Troubleshooting Softener Brine Draw Issues

Water softening has several facets to its proper operation. One of those is proper flow for certain functions. One function of the water softener that directly relates to flow is the brining and rinsing of resin during re-generation. The Brine valve consists of a mechanical valve that opens and closes during brine-draw and refill cycles. This valve controls the addition of water to the brine tank. During the regeneration cycle this valve should be checked for proper on/off operation, this can be done by disconnecting the brine line at the brine float assembly connection.

Other key components of the brine assembly are the brine injector Nozzle, Throat, and Screen. The screen protects the valve from foreign debris, and the injector nozzle and throat create a venturi effect while water flows through the head and to the drain during re-generation drawing brine across the resin bed. If brining is interrupted or is non-existent, these items need to be inspected for integrity and obstruction. They may need to be cleaned and or replaced. The Brine line connection at the brine assembly has a flow control orifice which controls the brine draw rate as well as brine addition to brine tank. The brine valve assembly also has the drain line port attached to it which has a flow control orifice as well. Both the brine draw line and drain line are flow dependant for proper operation and regeneration. The drain line flow is important and is engineered for specific flow rates to ensure that during backwash the resin bed has sufficient flow to fluff the bed without discharging the resin to drain. Also the flow of the drain is critical to brining for effective venturi effect. If the drain line is not free flowing, piped for a long distance, or piped with too much head, creating enough back pressure in effect reducing flow rates, the brine draw function can be slowed, intermittent, and or stopped altogether. A systematic approach for Brine Draw issues is important and once proper flow has been measured during the brine draw sequence, the integrity and operation of each internal part can be diagnosed.

## TASK REQUIREMENTS
(a) Translate this sentence from the troubleshooting text into Spanish: "This valve controls the addition of water to the brine tank."
(b) According to the troubleshooting text, why is the drain line engineered for specific flow rates? Answer in one to three sentences.
(c) Answer these questions from the troubleshooting text:
(i) What does the brine valve control?
(ii) What does the screen protect the valve from?
(iii) Where can the brine line be disconnected to check the brine valve's on/off operation?
The rows after the troubleshooting text come from a separate source.

## PROVIDED RECORDS
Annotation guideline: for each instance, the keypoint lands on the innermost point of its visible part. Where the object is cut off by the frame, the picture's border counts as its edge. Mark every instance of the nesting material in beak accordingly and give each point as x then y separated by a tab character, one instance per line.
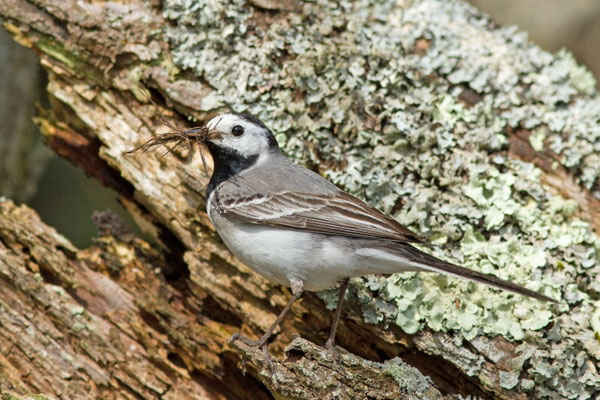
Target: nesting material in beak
189	137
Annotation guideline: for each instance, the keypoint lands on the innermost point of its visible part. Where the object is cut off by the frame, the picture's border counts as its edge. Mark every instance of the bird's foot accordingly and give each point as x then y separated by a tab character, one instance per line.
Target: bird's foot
262	343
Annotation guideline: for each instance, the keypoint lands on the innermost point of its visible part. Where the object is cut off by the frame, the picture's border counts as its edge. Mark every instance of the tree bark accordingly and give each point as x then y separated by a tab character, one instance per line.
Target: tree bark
125	320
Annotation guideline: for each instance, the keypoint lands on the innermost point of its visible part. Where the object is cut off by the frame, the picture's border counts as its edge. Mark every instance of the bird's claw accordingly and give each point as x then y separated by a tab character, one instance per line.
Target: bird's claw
256	343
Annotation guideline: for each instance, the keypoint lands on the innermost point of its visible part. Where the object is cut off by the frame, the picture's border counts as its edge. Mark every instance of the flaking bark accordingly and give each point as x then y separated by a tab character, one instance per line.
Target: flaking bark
125	320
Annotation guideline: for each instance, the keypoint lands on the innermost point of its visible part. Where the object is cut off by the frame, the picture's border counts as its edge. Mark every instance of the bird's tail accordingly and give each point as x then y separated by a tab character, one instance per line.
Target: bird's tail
427	262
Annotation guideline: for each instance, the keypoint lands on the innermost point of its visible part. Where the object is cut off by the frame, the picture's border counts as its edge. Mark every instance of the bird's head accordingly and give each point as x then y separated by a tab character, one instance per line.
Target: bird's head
243	134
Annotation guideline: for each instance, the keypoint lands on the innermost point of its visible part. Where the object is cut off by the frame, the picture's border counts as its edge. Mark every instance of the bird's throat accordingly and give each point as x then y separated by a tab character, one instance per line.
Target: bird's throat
227	163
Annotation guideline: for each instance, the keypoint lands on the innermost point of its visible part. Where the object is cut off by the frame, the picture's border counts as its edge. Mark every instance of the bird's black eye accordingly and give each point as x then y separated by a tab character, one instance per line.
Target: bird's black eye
237	130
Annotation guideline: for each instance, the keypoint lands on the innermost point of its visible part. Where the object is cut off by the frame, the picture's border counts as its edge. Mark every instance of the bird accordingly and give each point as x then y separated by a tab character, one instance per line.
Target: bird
297	229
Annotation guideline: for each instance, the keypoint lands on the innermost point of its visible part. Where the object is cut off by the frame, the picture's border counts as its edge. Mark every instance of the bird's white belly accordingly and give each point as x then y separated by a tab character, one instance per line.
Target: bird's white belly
280	255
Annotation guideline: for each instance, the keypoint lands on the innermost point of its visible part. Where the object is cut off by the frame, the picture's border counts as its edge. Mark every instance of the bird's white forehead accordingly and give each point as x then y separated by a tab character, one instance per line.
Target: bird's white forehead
225	122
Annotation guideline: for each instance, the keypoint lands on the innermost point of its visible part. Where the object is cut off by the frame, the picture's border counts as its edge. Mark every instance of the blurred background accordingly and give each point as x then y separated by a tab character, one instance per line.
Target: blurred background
65	198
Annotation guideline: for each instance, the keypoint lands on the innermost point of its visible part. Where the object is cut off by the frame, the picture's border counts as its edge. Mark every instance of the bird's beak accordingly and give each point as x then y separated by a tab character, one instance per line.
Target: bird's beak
202	134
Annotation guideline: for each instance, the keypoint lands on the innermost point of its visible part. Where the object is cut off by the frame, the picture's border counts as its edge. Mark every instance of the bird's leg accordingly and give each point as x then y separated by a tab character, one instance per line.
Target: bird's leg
330	343
297	290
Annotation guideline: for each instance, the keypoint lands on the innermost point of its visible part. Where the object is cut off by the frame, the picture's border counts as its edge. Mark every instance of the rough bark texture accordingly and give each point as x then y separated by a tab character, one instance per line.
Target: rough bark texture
123	320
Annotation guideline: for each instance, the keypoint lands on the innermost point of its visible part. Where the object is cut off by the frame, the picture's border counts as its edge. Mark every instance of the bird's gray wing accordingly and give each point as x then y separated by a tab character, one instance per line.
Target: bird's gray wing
337	213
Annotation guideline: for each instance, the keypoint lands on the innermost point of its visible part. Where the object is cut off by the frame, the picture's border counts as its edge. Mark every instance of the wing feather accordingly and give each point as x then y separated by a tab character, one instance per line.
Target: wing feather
330	214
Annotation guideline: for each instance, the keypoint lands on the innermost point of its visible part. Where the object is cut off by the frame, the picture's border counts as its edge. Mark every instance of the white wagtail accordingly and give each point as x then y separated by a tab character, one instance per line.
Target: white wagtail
297	229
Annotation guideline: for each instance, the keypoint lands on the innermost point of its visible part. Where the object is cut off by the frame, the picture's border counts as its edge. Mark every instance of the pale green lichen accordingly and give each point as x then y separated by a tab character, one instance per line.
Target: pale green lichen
359	92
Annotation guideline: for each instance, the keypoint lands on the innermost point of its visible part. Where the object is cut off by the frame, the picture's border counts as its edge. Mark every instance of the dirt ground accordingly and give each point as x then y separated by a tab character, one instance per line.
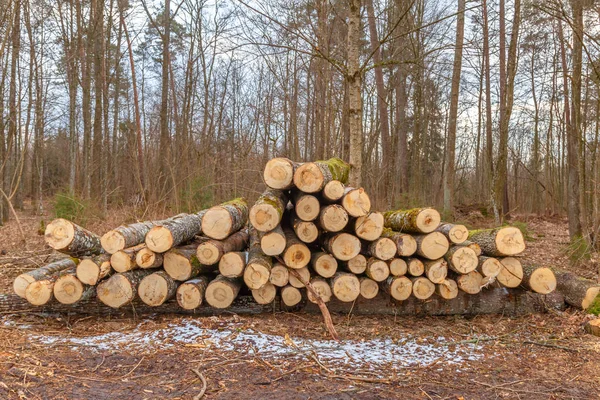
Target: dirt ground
290	356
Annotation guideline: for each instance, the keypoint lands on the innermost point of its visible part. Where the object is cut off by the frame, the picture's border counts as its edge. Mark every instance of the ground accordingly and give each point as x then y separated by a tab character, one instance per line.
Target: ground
290	355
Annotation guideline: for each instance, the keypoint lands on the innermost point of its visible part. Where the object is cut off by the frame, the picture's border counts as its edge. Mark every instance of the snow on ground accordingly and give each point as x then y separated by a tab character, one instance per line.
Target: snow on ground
376	352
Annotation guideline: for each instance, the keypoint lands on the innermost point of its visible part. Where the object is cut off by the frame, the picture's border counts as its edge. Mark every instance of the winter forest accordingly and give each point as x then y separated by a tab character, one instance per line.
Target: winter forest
178	104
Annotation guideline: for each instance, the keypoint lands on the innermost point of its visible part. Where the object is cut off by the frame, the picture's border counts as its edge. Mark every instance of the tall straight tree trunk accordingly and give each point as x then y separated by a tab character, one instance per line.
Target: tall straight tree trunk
354	81
454	92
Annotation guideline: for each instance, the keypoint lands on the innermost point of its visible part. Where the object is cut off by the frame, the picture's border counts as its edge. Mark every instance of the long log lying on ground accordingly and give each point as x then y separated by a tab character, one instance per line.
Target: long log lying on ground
23	280
69	238
220	221
491	301
416	220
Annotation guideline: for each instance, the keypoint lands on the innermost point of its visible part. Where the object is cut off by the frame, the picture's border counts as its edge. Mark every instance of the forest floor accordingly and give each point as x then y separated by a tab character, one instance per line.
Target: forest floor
289	355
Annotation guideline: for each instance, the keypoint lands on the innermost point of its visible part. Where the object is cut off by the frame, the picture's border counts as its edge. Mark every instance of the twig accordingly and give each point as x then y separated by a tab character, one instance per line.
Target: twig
203	379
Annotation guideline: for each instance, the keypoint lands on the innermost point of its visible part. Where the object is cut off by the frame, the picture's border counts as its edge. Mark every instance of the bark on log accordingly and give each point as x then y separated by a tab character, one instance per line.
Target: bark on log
279	173
91	270
377	270
416	220
221	221
146	259
342	246
232	264
356	202
456	234
398	287
268	210
369	227
579	292
324	264
124	260
182	264
499	242
155	289
121	289
406	244
174	231
190	294
23	280
345	286
210	251
311	177
461	259
69	238
222	291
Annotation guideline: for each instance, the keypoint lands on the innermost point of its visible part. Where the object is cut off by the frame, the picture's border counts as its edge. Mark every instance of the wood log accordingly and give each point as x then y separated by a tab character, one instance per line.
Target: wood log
382	248
23	280
268	210
272	243
461	259
447	290
305	230
579	292
324	264
190	294
174	231
304	274
41	291
470	283
398	267
266	294
398	287
455	233
279	173
232	264
291	296
146	258
306	206
538	279
356	202
69	290
511	275
221	221
91	270
405	243
155	289
368	288
416	220
124	260
120	289
333	218
182	264
423	288
222	291
342	246
499	242
432	246
210	251
333	191
296	254
345	286
415	267
321	287
368	227
357	265
312	177
69	238
280	275
377	270
489	266
436	270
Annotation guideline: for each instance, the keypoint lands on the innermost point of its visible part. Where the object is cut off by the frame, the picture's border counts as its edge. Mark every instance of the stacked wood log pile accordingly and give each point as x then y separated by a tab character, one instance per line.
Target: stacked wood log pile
309	238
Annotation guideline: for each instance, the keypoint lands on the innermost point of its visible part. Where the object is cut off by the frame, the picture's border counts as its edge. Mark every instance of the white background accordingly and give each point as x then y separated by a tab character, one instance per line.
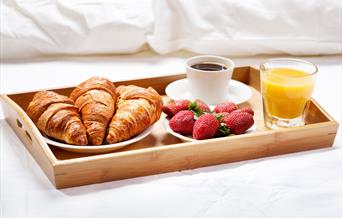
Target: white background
301	185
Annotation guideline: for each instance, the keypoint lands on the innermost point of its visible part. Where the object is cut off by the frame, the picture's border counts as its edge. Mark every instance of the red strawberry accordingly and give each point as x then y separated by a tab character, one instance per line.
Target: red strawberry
205	127
202	106
245	109
174	107
183	122
238	123
225	107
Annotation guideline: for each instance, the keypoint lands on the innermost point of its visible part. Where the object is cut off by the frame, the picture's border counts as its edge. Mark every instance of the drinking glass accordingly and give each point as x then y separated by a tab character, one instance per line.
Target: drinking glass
286	87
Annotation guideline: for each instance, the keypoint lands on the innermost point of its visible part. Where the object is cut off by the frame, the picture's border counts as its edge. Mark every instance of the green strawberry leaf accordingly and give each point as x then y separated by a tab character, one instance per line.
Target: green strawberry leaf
194	108
223	130
219	117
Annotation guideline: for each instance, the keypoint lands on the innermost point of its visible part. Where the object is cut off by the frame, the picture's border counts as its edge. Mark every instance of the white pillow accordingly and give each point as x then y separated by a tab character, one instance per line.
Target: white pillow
36	27
224	27
248	27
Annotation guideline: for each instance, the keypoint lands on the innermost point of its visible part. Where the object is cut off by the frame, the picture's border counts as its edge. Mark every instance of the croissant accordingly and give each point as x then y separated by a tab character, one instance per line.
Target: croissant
57	117
137	109
95	99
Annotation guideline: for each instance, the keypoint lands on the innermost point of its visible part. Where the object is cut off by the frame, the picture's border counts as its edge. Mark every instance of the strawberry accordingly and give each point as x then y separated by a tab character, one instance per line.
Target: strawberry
225	107
205	127
174	107
199	107
183	122
238	123
202	106
245	109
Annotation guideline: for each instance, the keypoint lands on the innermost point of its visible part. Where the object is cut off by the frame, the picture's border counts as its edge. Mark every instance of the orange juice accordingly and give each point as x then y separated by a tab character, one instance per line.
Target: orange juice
286	92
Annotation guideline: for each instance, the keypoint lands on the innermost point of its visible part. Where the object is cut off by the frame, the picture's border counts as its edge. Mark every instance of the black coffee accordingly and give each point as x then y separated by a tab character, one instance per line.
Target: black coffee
209	66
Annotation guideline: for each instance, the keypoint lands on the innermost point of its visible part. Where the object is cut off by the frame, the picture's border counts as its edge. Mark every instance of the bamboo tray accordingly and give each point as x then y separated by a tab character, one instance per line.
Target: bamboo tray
161	152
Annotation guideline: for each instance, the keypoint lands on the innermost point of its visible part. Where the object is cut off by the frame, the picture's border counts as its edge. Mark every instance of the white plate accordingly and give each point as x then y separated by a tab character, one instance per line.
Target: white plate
189	138
96	149
238	92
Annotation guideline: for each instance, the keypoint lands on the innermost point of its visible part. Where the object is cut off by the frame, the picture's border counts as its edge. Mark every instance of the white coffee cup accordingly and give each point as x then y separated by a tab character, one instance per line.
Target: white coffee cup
211	86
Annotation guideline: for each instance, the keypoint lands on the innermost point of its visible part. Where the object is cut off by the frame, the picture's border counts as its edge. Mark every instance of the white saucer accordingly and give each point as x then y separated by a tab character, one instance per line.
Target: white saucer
96	149
238	92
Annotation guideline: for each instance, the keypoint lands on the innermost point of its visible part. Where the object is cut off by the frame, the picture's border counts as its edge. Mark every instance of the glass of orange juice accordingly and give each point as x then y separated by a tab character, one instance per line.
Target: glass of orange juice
286	88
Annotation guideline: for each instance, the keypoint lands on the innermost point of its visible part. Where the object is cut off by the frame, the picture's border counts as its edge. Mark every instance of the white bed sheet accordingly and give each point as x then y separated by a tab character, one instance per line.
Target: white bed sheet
33	28
301	185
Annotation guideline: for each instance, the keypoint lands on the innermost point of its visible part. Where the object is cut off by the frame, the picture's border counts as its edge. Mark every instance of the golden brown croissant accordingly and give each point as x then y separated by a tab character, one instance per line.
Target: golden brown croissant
137	109
95	99
57	117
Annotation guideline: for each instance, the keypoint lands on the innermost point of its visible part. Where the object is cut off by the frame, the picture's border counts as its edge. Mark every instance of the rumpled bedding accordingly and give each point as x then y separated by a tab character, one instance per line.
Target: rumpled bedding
33	28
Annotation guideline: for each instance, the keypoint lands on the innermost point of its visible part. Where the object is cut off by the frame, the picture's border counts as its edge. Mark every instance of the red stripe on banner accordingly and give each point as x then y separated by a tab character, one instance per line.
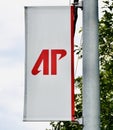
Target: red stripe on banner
72	64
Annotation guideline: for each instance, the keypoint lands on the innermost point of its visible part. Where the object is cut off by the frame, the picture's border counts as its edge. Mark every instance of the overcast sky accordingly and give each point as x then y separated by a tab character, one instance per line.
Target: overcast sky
12	54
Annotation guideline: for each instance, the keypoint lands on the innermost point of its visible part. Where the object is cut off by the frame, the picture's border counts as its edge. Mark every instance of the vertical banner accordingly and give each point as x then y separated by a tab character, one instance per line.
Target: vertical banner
49	64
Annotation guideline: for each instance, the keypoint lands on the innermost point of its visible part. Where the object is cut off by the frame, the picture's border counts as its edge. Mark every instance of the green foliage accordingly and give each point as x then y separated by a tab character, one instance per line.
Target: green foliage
106	76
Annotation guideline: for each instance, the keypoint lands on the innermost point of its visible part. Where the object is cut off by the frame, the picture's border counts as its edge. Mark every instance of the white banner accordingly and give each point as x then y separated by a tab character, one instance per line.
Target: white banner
49	76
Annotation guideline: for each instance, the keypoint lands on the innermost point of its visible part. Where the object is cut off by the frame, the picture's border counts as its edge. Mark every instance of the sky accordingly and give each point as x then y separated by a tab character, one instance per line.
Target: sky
12	60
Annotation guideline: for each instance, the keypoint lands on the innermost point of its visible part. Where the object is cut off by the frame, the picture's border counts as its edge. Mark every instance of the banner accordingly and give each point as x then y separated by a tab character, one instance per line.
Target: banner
49	64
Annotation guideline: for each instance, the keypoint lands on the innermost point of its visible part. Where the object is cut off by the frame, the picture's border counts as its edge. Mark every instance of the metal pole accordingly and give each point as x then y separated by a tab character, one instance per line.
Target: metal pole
91	96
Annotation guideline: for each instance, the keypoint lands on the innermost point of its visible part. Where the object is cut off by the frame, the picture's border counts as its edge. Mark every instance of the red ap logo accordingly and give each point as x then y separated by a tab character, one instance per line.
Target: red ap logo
44	57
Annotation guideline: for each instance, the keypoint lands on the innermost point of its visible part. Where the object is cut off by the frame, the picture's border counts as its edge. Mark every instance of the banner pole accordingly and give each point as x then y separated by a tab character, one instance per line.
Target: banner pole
91	96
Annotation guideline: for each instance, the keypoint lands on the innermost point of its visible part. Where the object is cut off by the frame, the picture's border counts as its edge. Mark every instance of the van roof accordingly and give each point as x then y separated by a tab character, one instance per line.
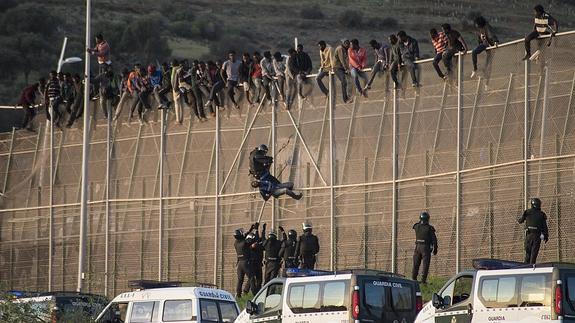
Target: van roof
293	272
175	293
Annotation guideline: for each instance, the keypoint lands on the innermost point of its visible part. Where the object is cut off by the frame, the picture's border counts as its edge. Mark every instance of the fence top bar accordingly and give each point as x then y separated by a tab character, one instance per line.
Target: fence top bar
427	60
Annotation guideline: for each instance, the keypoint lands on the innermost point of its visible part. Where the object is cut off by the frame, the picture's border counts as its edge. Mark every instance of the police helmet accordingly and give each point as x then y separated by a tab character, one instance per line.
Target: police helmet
250	238
424	217
536	203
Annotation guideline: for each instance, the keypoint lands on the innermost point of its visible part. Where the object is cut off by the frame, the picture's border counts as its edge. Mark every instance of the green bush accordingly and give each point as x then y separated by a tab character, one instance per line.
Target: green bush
350	19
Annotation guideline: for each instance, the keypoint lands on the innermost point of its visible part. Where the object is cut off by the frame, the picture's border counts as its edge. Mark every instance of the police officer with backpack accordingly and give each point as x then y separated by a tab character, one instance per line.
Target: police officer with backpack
242	247
288	249
272	247
535	230
425	244
307	247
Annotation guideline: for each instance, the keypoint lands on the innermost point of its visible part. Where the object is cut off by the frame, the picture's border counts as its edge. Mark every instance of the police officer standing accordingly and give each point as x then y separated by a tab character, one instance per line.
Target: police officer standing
535	230
288	249
307	247
257	259
243	253
425	244
272	248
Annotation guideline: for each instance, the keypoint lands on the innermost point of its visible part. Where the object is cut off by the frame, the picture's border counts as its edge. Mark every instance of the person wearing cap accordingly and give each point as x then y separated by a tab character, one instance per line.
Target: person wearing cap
425	244
357	62
156	82
326	65
307	247
256	258
277	87
102	52
381	53
536	229
272	260
242	247
27	99
341	67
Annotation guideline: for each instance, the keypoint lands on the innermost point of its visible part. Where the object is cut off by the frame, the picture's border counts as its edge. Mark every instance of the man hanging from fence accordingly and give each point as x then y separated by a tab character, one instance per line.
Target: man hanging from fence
268	185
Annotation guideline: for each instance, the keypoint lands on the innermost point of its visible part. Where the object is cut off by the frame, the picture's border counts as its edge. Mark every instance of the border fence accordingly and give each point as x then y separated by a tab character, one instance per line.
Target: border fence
470	151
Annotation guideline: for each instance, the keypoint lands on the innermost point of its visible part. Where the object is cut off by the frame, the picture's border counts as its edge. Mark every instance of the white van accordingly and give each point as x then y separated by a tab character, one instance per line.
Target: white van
171	304
335	297
502	291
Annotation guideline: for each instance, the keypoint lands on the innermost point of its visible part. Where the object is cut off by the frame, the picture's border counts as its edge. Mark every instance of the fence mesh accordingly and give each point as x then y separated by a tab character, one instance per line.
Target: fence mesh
492	173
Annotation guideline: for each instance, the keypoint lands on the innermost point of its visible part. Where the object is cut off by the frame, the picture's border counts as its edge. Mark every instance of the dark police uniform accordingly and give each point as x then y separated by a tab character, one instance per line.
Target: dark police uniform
243	265
306	249
256	263
425	243
288	252
259	163
535	226
272	248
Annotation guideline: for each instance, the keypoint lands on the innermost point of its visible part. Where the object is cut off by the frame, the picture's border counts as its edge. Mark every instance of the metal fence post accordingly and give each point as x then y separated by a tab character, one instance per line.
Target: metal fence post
161	201
526	136
217	198
273	168
331	108
107	215
458	175
394	184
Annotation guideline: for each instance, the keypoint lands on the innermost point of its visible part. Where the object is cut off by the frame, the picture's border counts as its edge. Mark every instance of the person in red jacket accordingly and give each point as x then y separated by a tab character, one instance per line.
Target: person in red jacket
27	99
357	62
102	52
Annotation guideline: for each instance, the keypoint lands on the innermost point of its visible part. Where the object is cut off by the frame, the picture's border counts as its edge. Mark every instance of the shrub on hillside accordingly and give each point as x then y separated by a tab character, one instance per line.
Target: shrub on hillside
313	12
350	19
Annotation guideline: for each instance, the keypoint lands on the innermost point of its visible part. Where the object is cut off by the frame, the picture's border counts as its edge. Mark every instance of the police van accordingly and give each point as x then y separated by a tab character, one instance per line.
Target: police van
169	302
335	297
504	291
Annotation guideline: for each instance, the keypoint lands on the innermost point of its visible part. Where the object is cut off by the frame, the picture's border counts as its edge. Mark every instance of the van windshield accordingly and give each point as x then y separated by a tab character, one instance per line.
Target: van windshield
386	296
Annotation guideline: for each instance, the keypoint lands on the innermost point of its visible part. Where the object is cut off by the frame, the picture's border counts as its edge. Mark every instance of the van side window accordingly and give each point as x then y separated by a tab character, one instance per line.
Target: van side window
177	310
458	291
535	291
334	296
515	291
229	311
401	298
498	292
142	312
313	297
209	311
304	298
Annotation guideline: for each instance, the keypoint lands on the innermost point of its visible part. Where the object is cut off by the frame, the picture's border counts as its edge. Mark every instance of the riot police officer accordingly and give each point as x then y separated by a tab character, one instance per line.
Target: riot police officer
307	247
268	185
425	244
243	253
272	248
288	249
256	259
535	230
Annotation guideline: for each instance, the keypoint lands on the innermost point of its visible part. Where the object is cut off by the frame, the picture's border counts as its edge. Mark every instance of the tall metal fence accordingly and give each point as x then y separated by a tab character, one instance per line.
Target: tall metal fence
471	151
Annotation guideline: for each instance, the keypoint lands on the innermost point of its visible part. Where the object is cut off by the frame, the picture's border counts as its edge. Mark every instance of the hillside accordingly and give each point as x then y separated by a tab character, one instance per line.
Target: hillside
151	31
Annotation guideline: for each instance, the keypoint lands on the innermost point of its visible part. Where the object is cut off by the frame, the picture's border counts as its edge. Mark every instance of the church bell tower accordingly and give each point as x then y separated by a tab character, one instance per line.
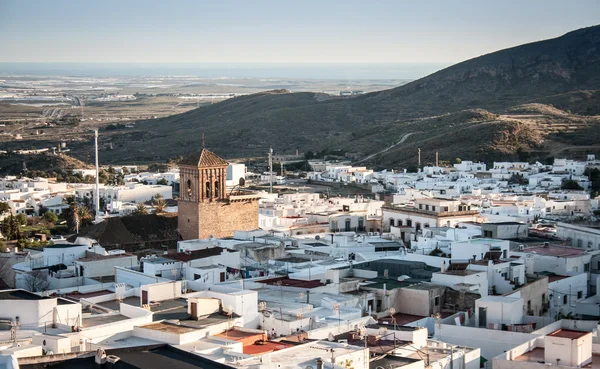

## ANSWER SECTION
(a) Esta válvula controla la adición de agua al tanque de salmuera.

(b) The specific flow rates ensure that during backwash the resin bed has enough flow to fluff the bed without discharging the resin to drain. Drain flow is also critical to brining, because it produces an effective venturi effect.

(c)
(i) The addition of water to the brine tank.
(ii) Foreign debris.
(iii) At the brine float assembly connection.